Activity
Reproduce the data exactly; no word may be added or dropped.

————

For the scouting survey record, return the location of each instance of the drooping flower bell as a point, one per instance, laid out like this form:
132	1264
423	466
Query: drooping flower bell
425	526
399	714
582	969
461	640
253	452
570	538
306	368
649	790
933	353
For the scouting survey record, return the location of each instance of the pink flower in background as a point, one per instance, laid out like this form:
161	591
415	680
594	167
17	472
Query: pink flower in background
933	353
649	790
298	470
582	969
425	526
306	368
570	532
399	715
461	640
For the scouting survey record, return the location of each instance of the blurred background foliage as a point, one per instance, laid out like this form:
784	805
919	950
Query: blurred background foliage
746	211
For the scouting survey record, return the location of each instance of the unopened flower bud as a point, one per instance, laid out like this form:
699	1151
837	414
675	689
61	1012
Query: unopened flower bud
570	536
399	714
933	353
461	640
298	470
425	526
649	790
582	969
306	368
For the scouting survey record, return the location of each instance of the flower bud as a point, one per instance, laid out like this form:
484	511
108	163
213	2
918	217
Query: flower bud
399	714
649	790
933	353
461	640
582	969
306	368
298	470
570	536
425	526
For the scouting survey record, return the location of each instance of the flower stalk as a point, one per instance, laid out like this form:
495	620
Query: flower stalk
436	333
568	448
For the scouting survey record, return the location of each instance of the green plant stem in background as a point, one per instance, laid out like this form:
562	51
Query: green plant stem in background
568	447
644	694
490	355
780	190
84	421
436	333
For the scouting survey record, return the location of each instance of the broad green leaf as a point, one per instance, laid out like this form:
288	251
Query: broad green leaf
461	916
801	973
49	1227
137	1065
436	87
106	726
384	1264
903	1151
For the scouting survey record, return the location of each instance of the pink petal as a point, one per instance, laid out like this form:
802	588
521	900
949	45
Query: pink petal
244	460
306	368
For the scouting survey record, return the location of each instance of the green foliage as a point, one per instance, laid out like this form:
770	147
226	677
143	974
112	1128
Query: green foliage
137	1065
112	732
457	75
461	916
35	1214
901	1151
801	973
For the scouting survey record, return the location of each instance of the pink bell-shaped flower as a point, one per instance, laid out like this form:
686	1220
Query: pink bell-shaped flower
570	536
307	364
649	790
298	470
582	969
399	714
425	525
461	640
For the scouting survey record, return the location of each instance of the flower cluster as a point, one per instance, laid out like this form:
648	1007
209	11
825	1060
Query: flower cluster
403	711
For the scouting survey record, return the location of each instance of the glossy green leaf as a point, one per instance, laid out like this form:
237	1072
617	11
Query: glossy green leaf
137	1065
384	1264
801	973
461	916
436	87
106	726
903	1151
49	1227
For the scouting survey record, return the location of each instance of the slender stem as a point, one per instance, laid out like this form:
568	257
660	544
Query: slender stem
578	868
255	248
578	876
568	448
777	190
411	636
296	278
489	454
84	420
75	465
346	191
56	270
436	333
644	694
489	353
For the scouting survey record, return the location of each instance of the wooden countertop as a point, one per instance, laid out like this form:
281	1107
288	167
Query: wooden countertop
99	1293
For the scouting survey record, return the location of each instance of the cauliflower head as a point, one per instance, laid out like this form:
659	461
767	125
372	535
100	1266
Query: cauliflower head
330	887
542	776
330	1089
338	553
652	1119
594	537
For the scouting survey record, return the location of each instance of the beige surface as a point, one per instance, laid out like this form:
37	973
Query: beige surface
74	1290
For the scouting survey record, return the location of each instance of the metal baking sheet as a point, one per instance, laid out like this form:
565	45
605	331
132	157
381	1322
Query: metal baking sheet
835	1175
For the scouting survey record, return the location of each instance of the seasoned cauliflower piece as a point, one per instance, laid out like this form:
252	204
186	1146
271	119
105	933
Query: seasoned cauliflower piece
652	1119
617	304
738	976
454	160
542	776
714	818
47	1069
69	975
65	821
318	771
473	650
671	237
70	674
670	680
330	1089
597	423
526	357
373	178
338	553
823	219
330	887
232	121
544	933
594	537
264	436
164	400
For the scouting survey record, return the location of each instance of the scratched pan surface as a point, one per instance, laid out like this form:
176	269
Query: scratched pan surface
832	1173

————

Written response
For the scouting survey record, return the location of each instance of the drooping flower bell as a point, one per instance, laid out like this form:
132	1264
423	466
Query: drooping flower bell
425	526
399	714
582	969
461	640
253	452
570	538
306	368
649	790
933	353
For the scouting survey record, return the location of each instance of the pink flower in background as a point, one per instance, laid out like this form:
161	591
415	680
594	167
17	472
Query: pink flower in background
933	353
649	790
298	470
582	969
425	526
306	368
570	532
399	715
461	640
For the scouting survey record, return the location of each instance of the blurred background foliage as a point, one per instance, laid out like this form:
784	805
919	950
Query: blurred background foliage
746	211
For the scouting survey record, return the location of each instance of the unopened flower bud as a point, one per instance, laid out like this form:
699	1151
837	414
675	689
61	1012
Query: unopened flower bud
570	536
399	714
933	353
461	640
298	470
425	526
649	790
582	969
306	368
For the scouting survey record, return the location of each instance of the flower bud as a point, one per instance, laid out like this form:
484	511
108	163
213	2
918	217
Query: flower bud
399	714
649	790
933	353
461	640
582	969
306	368
298	470
570	536
425	526
For the scouting survey record, return the location of each instance of the flower stalk as a point, one per instance, laid out like this form:
495	620
Query: flower stalk
436	333
568	448
For the scouting survey record, return the location of each instance of the green plant stem in background as a point, one per instance, laid out like this form:
562	51
Query: green plant stem in background
568	447
644	694
490	355
780	190
84	421
436	333
For the scouting survey record, return the location of each instance of the broad green leaf as a point, one per instance, laid out like this form:
288	251
Query: broad green leaf
461	916
801	973
49	1227
137	1065
436	87
106	726
384	1264
903	1151
For the scouting survey record, return the location of each instance of the pink petal as a point, one per instance, laid out like this form:
802	588
521	900
949	45
Query: pink petal
244	460
306	368
For the scouting survey record, return the location of each instance of the green foliage as a point, one per instance, laid out like this form:
770	147
226	677
143	974
112	1128
Query: green foliage
137	1065
112	732
457	75
461	916
35	1214
901	1151
801	973
For the scouting survey record, return the location of each instance of the pink bell-shaped flower as a point, one per instance, laid out like this form:
686	1220
Query: pink bell-shaped flower
570	536
307	364
649	790
298	470
582	969
399	714
425	525
461	640
For the scouting survey record, return the location of each instance of the flower cluster as a point, one per instance, laid out like this form:
648	1007
209	11
825	1060
Query: flower cluster
403	711
For the scouting survey record, return the location of each instance of the glossy green leaf as a point, one per instance, laid out like this form:
237	1072
617	11
Query: glossy green leaf
137	1065
384	1264
801	973
461	916
436	87
106	726
903	1151
49	1227
For the scouting survey record, return the location of each instance of the slender stem as a point, one per instance, laid out like this form:
568	257
660	544
Query: slender stem
578	868
255	248
578	876
568	448
777	190
411	636
296	278
489	454
84	420
75	465
346	191
56	270
436	333
644	694
489	353
For the scouting survey record, return the location of each instance of the wooden countertop as a point, one per instance, laid out like this form:
281	1107
288	167
Query: wooden countertop
99	1293
For the scouting survey record, return the location of each instance of the cauliflower head as a point, one per instance, laid out like this form:
659	461
767	125
372	535
100	1266
Query: cauliflower head
330	887
542	776
330	1089
338	553
652	1119
594	537
For the scouting survey record, return the location of each instance of the beige surface as a point, one per instance, laid out like this form:
37	973
Query: beige surface
74	1290
For the scouting survey record, return the location of each instance of the metal baking sheet as a point, one per instance, laid out like this form:
565	45
605	331
132	157
381	1322
Query: metal baking sheet
835	1175
For the scouting survey record, return the location of each instance of the seasoned cauliflower piece as a point, one per instance, laid out like this form:
252	204
186	1146
271	119
105	933
Query: seasoned cauliflower piece
652	1119
617	304
738	976
454	160
542	776
714	818
47	1069
69	975
65	821
318	771
473	650
671	237
70	674
670	680
330	1089
597	423
526	357
373	178
338	553
823	219
330	887
232	121
544	933
594	537
264	436
164	400
For the scouting survey record, return the location of each instance of the scratched pan surface as a point, one per instance, laid out like this form:
176	269
Query: scratched pan surface
832	1173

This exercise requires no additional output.